**Task item**
Everything from the line containing "balcony with railing." through the line containing "building in puddle." in the listing below should be copied exactly, and nothing more.

**Dataset records**
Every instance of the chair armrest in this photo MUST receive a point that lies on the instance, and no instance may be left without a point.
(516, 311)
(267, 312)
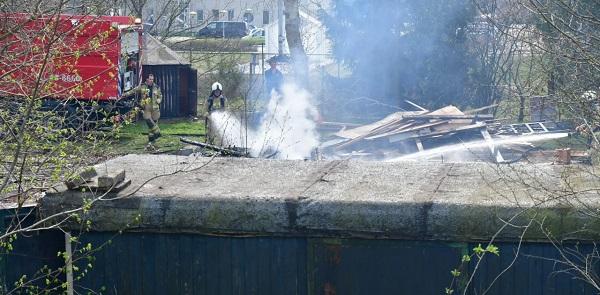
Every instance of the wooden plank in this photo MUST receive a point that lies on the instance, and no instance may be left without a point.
(407, 130)
(490, 141)
(419, 144)
(366, 130)
(473, 111)
(449, 117)
(416, 105)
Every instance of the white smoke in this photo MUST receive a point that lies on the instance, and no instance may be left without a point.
(287, 130)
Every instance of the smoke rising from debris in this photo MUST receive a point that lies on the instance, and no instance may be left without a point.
(287, 130)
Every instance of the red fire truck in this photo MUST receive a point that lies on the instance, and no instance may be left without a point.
(72, 61)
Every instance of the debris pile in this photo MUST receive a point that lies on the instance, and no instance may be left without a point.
(438, 132)
(89, 179)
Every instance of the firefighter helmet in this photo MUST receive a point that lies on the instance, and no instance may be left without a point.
(217, 86)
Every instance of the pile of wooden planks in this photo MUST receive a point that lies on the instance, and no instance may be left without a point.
(413, 126)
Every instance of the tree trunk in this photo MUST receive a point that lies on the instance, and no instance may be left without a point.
(294, 39)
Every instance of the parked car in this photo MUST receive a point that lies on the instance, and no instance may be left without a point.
(224, 29)
(256, 36)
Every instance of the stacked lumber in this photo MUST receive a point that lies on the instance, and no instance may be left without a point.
(413, 126)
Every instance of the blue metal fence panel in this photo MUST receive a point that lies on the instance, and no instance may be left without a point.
(140, 263)
(158, 263)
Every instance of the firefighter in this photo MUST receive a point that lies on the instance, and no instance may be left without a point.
(150, 99)
(273, 78)
(216, 93)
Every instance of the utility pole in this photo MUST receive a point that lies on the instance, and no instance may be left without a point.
(281, 27)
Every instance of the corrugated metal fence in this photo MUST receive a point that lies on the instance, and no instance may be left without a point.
(179, 85)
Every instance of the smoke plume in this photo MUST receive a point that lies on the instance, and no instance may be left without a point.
(287, 130)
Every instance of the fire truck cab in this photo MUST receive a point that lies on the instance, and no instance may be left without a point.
(71, 60)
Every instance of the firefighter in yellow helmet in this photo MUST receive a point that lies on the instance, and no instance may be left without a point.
(150, 99)
(216, 93)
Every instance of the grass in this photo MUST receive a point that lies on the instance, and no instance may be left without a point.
(134, 137)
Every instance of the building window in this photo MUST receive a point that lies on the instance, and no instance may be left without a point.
(248, 17)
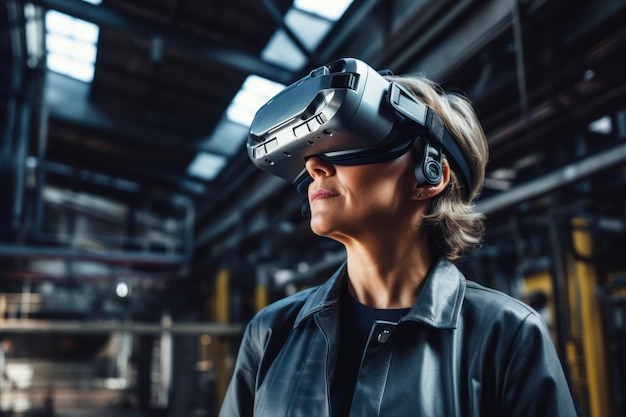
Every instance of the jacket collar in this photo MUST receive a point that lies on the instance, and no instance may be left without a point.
(438, 305)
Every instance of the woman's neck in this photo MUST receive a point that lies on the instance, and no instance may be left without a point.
(387, 274)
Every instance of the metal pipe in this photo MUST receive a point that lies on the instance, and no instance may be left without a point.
(554, 180)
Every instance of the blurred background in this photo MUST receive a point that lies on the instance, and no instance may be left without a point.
(136, 238)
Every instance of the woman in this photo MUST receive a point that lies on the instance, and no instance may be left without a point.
(398, 330)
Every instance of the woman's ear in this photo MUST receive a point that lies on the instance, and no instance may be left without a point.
(426, 192)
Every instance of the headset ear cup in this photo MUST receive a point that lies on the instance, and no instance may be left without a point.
(429, 170)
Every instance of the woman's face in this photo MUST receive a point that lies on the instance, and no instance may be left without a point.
(349, 202)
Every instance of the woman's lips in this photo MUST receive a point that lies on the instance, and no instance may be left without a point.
(320, 193)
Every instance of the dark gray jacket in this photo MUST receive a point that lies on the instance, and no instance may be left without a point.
(462, 350)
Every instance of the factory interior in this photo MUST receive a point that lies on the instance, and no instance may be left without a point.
(137, 239)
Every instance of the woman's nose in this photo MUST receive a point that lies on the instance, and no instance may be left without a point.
(316, 166)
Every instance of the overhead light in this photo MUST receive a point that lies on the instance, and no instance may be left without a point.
(329, 9)
(206, 165)
(122, 289)
(254, 93)
(602, 126)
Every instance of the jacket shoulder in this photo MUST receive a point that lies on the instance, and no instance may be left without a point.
(494, 305)
(282, 312)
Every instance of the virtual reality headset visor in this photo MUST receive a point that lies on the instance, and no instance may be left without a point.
(347, 114)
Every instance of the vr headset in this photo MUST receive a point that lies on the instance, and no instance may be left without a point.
(347, 113)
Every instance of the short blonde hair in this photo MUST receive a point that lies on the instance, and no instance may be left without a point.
(452, 225)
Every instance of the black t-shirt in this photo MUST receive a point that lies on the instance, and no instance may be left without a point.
(356, 322)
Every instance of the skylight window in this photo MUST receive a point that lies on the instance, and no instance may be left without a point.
(71, 45)
(206, 165)
(254, 93)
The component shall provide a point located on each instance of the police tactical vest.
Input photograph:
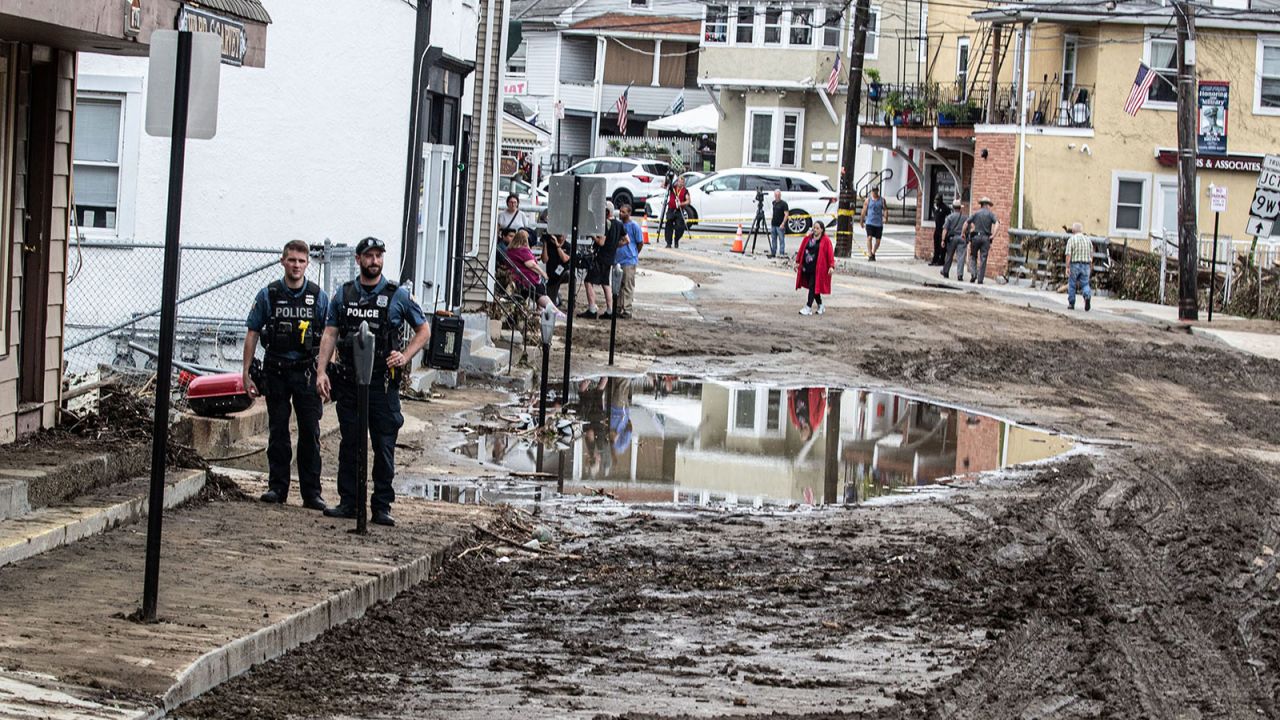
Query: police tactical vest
(292, 322)
(359, 306)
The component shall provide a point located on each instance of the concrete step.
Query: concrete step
(91, 514)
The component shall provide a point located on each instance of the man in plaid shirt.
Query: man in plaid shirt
(1079, 261)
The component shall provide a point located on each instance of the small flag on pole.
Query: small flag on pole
(833, 78)
(1141, 86)
(621, 106)
(677, 105)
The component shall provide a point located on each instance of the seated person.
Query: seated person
(529, 276)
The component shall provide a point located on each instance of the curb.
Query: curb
(183, 488)
(268, 643)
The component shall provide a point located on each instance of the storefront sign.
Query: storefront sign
(1211, 139)
(232, 32)
(1238, 163)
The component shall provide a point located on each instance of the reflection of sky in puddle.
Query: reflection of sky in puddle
(661, 438)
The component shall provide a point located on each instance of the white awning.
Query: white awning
(700, 121)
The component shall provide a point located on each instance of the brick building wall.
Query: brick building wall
(995, 177)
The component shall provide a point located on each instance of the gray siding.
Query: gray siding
(577, 59)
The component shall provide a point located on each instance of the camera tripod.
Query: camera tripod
(758, 224)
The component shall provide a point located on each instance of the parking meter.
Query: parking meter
(362, 350)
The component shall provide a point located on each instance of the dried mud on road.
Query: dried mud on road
(1134, 579)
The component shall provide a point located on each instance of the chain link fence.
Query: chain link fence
(113, 300)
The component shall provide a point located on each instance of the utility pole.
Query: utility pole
(853, 104)
(1188, 265)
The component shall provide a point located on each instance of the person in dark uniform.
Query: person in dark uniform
(288, 315)
(388, 308)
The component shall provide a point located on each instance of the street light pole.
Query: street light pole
(853, 105)
(1188, 265)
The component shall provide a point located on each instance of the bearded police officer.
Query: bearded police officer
(288, 317)
(388, 309)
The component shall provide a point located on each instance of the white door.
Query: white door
(433, 229)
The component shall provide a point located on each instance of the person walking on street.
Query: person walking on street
(1079, 261)
(602, 267)
(778, 226)
(816, 264)
(627, 258)
(952, 231)
(676, 203)
(288, 315)
(388, 308)
(556, 263)
(873, 222)
(979, 229)
(940, 213)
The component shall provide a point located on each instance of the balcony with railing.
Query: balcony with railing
(952, 104)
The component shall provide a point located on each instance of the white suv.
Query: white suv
(627, 180)
(727, 197)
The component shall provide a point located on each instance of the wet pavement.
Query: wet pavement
(670, 440)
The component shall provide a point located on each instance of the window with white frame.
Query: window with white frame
(963, 67)
(775, 137)
(106, 130)
(1266, 92)
(773, 24)
(1070, 50)
(1162, 58)
(801, 27)
(99, 145)
(1130, 204)
(716, 24)
(744, 24)
(832, 19)
(873, 33)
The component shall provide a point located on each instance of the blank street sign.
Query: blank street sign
(206, 54)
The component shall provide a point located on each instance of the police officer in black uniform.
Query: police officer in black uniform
(388, 309)
(288, 317)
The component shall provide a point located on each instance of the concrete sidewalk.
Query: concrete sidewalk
(241, 583)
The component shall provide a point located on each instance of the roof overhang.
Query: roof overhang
(103, 26)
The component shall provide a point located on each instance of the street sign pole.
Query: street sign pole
(168, 319)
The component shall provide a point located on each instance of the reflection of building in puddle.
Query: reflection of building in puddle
(657, 438)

**Output**
The component shall provide a point located on each instance of the balcony with railing.
Query: balcony with railing
(952, 104)
The component shall provide a point located on each instance of the white suv.
Query: white suv
(627, 180)
(727, 197)
The component shall provide a point located on each instance of the wet pavement.
Query: wet pavement
(670, 440)
The component shall provide a point located on each instance of the window with white frame.
Query: window with white frame
(963, 67)
(775, 137)
(106, 130)
(1266, 92)
(773, 24)
(1070, 50)
(1162, 58)
(801, 27)
(99, 145)
(1130, 204)
(716, 24)
(744, 24)
(832, 19)
(873, 33)
The component shall provide a point located on each instance of the blank street sign.
Query: blank street sign
(206, 54)
The component shall provide a point located on each instance of the police officer in black uniform.
Query: police officer in black uniform
(388, 309)
(288, 317)
The component shall provide a point located on each instance of the concrete sidewalk.
Query: concrete sidewalk
(241, 583)
The component shall provide a point located on each instance of the roof overhang.
Query: roof overhang
(103, 26)
The component shall provide a point located on each instance of the street sign pole.
Query: street sign pole
(168, 319)
The component shall provide a point located on each instance of the reflection of building in puddle.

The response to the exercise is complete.